PROMPT:
Output every line of the items below as a numbered list, omitting blank lines and excluding the pictures.
--- START LISTED RECORDS ---
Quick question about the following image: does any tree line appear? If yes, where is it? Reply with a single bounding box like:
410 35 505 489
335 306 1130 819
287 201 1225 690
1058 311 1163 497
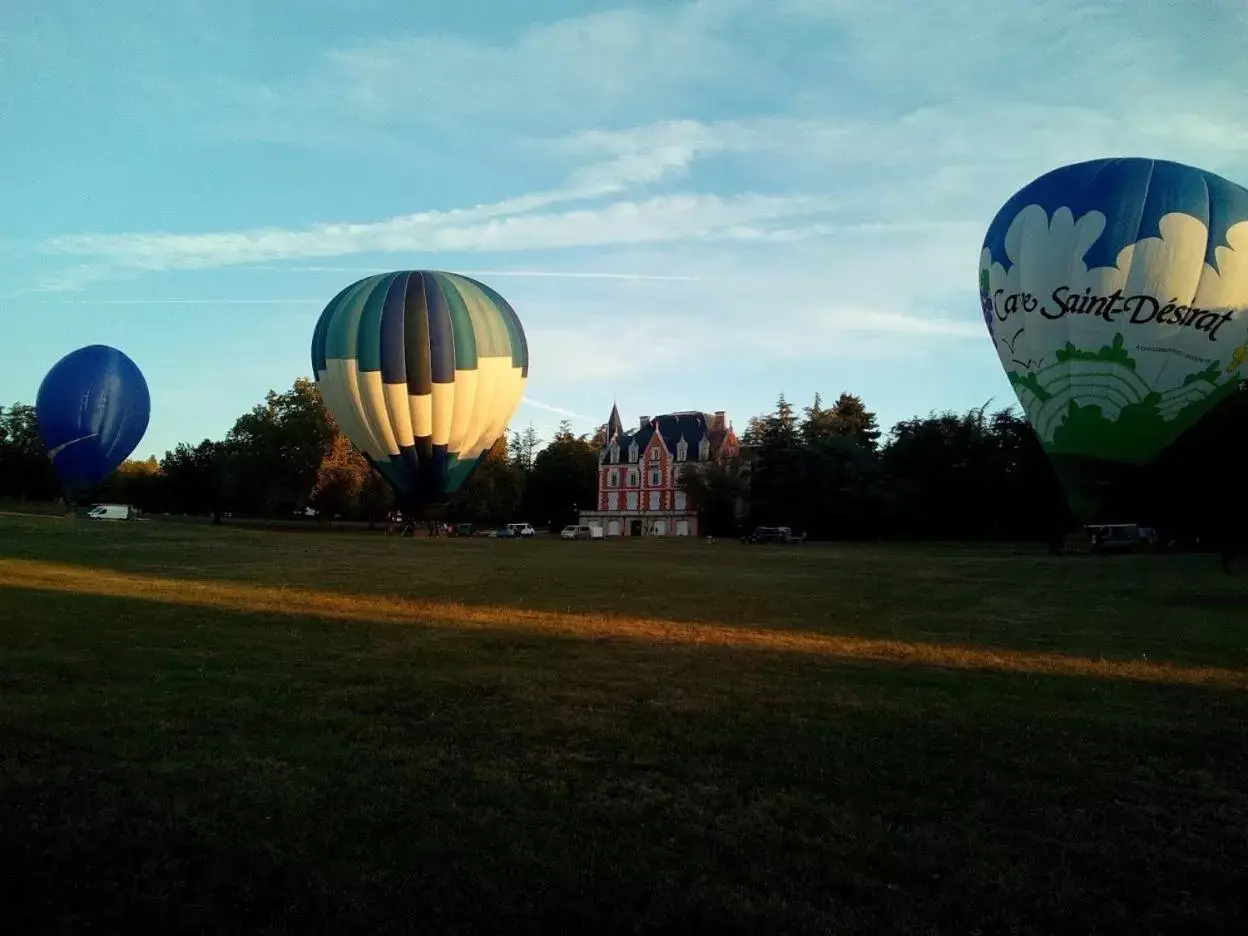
--- END LISTED RECORDS ---
FINAL RESULT:
1. Quick question about the following image: does any tree line appear? If yes, where is it? Reply with a single bounding box like:
2. 410 35 505 489
3. 335 306 1130 819
4. 287 201 1225 690
5. 1058 311 1163 497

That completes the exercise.